EXCERPTED TEXT »
------------------------------------------------------------
Alarming Spike Seen in Middle School Suicide Rate
Jim LiebeltJim Liebelt's Blog
- 2017 Jul 20
*The following is excerpted from an online article posted on USA Today.
America is experiencing a striking rise in suicide among middle school students.
The suicide rate among 10- to 14-year-olds doubled between 2007 and 2014, for the first time surpassing the death rate in that age group from car crashes, according to the Centers for Disease Control and Prevention. In 2014 alone, 425 middle schoolers nationwide took their own lives.
"It’s alarming. We’re even getting cases involving 8- and 9-year olds,” said Clark Flatt, who started the Jason Foundation in Tennessee 20 years ago to help educate teachers about teen suicide after his 16-year-old son took his own life. “It’s scary. This isn’t an emerging problem – it’s here.”
Researchers, educators and psychologists say several factors — increased pressure on students to achieve academically, more economic uncertainty, increased fear of terrorism and social media — are behind the rise in suicides among the young.
The use of social media is a particular worry because it has amped up bullying among a vulnerable age group. Young students in prior generations left school each afternoon and avoided someone who bullied them until the next day or week. Now, social media allows for bullying 24/7 — and the bully doesn't even have to be someone the child knows.
“With social media you can’t turn people off,” said Phyllis Alongi, clinical director at the Society for the Prevention of Teen Suicide, a group founded by parents in Monmouth County whose children died by suicide.
------------------------------------------------------------
SOURCE MATERIAL »
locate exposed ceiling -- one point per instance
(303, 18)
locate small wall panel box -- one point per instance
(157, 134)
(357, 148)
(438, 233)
------------------------------------------------------------
WHAT TO DO »
**1)** According to the middle school suicide article, how many middle schoolers nationwide took their own lives in 2014?
**2)** Retype the stretch of the middle school suicide article from "The use of social" through "the child knows.".

RESPONSES IN ORDER »
**1)** 425 middle schoolers.

**2)**
The use of social media is a particular worry because it has amped up bullying among a vulnerable age group. Young students in prior generations left school each afternoon and avoided someone who bullied them until the next day or week. Now, social media allows for bullying 24/7 — and the bully doesn't even have to be someone the child knows.